------ Provided material
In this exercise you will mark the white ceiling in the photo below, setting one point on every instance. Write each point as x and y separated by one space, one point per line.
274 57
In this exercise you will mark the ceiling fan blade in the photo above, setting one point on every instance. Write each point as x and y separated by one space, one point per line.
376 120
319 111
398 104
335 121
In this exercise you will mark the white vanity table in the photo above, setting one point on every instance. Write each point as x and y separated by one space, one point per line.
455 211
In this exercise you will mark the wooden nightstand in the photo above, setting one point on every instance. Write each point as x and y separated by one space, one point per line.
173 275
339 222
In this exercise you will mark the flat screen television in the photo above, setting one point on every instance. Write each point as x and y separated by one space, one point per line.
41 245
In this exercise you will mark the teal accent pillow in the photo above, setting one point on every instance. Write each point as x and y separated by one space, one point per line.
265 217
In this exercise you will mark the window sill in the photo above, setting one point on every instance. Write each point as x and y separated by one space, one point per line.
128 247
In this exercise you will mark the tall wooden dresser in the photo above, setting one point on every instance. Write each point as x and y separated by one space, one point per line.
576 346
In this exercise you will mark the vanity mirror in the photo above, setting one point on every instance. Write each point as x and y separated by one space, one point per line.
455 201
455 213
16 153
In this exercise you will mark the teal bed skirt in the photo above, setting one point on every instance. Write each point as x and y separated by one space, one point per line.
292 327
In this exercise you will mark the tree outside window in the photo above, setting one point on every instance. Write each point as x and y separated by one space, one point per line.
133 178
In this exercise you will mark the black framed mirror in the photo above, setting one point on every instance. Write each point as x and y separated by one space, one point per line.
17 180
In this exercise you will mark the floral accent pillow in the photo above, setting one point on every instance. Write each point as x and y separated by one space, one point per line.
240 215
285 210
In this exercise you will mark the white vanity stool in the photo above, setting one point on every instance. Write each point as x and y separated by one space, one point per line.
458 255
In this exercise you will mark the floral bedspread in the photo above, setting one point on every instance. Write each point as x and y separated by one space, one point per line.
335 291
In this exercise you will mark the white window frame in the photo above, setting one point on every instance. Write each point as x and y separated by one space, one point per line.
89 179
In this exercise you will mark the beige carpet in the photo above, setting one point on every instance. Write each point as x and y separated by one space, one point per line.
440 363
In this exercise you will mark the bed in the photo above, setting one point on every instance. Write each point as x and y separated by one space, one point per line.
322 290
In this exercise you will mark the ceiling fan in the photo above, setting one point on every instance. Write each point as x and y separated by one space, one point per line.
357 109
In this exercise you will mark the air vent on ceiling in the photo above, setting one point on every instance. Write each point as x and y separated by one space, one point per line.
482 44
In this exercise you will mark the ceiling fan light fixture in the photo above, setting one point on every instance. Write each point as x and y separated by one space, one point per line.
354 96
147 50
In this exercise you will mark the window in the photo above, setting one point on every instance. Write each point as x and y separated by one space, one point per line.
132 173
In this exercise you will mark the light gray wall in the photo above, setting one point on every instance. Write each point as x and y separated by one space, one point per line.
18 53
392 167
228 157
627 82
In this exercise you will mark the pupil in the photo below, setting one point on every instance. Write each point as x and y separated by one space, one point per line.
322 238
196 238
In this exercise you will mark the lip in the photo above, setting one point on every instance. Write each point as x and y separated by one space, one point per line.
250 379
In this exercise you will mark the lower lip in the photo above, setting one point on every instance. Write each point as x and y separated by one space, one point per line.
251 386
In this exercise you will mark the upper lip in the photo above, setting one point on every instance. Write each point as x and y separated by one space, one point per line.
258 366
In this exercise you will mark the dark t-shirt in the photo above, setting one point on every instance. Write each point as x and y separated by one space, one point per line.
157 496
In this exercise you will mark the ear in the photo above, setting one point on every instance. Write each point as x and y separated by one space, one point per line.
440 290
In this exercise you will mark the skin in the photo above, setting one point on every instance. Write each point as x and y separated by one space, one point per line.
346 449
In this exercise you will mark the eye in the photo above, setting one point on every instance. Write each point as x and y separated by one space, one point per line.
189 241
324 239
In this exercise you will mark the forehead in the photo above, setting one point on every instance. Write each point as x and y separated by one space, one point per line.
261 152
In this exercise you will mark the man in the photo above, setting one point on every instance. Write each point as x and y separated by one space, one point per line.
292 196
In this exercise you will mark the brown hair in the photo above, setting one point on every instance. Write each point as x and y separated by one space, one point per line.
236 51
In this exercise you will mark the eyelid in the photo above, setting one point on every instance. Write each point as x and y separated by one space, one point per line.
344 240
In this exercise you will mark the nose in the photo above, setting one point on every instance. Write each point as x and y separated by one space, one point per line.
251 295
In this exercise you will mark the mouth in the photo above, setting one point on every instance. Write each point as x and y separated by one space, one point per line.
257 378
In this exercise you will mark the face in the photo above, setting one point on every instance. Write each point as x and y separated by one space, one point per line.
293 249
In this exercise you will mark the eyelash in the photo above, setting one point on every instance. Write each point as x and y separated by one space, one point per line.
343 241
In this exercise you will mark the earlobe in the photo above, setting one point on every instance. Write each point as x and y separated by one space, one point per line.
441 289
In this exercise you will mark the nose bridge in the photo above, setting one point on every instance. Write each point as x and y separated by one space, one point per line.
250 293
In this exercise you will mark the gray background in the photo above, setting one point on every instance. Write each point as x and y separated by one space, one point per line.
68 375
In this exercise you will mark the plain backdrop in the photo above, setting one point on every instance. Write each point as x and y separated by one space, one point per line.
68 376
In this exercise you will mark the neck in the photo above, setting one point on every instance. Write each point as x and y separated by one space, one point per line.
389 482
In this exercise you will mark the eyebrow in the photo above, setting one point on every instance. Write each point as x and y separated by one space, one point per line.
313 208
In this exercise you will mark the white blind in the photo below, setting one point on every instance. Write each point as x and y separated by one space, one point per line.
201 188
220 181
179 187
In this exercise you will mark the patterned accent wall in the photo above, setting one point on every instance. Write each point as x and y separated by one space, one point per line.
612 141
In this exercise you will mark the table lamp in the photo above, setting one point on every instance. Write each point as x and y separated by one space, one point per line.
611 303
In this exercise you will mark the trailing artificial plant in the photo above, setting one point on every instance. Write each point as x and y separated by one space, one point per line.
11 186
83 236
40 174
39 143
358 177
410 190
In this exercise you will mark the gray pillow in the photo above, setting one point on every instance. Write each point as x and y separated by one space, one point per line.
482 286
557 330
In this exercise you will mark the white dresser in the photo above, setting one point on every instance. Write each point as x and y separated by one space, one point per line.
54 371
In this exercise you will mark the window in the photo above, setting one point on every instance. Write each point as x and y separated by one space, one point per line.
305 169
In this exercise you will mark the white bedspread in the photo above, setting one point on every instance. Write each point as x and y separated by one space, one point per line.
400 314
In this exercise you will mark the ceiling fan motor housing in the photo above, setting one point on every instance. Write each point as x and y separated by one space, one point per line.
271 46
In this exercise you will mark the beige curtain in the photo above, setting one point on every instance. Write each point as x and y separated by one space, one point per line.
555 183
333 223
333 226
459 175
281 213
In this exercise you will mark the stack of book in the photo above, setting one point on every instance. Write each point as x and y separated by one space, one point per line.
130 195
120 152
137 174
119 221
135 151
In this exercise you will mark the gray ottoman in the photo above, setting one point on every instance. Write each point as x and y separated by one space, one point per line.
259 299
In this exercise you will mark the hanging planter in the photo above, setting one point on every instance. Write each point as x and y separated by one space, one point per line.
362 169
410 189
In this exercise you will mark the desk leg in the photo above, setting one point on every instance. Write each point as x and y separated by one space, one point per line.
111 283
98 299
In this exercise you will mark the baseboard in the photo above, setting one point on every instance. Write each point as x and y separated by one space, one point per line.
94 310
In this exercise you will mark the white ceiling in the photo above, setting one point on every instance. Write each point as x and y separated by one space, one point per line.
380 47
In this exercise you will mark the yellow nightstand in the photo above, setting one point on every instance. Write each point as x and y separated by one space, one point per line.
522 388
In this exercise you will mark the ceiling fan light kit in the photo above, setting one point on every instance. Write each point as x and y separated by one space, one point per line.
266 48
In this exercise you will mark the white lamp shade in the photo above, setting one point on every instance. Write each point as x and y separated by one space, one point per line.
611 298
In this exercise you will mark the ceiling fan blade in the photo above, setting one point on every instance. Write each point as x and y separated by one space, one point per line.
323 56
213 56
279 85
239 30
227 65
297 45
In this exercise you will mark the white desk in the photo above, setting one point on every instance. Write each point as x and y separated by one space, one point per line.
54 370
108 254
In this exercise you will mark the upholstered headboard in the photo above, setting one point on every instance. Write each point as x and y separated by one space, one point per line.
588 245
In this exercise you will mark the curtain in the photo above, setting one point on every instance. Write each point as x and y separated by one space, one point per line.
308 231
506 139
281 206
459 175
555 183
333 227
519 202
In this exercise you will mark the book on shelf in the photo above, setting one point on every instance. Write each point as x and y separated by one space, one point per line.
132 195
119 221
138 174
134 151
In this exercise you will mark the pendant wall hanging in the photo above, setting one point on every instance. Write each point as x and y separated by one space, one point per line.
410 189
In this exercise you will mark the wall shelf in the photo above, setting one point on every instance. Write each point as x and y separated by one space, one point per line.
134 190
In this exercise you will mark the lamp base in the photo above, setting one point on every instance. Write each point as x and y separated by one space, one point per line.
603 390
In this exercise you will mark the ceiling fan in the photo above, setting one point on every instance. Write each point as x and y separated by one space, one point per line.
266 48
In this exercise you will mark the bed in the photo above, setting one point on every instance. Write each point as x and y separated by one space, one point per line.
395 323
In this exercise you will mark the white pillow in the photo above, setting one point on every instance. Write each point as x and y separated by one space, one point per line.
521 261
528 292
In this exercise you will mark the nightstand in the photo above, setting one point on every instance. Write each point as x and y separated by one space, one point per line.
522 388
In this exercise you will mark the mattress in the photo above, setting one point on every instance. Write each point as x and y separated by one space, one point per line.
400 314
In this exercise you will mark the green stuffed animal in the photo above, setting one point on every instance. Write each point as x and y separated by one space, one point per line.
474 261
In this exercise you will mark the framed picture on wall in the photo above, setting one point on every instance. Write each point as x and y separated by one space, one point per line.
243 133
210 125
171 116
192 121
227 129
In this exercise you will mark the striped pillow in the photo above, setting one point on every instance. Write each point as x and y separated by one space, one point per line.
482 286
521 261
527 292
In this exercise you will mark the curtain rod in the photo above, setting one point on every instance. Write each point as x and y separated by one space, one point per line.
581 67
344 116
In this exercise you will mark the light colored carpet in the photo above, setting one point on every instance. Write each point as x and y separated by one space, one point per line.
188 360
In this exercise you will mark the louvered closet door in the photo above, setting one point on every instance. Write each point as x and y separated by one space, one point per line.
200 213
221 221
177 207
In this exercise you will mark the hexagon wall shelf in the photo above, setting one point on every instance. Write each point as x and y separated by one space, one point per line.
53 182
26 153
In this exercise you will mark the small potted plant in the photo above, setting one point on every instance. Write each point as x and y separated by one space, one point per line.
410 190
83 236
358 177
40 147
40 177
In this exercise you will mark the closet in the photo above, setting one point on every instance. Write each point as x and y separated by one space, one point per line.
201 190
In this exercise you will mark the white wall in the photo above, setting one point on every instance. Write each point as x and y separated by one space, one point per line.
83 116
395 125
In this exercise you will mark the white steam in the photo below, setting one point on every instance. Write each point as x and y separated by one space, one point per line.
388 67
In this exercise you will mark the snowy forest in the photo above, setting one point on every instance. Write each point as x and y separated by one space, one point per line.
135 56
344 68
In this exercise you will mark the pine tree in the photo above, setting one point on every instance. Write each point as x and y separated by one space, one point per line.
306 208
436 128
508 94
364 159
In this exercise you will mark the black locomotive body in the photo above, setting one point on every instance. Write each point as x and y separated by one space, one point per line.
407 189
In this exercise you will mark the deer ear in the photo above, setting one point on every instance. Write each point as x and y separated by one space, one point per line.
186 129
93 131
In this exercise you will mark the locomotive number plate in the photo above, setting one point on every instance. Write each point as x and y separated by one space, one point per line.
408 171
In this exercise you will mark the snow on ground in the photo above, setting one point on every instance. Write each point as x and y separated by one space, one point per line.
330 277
------------
Goal: Nothing but the lines from the one with "In this exercise you will mark the black locomotive" through the last line should be repeated, each exactly as it stands.

Problem solution:
In this exercise you will mark the black locomotive body in the photo above, setting one point on every instance. Write each point as x and y separated by one space, one point per line.
407 189
In this exercise you will mark the deer ear in the photo above, setting one point on every instance. Write each point as x and y separated by one space, one point per line.
186 129
93 131
In this exercise you will mark the locomotive number plate in the photo above, setting one point on every instance. Write each point as x and y separated by one space, one point per line.
408 171
In this exercise you will mark the snow on ground in the photo above, setting one point on every instance. Write each point as x and y separated by one space, one point per line.
330 277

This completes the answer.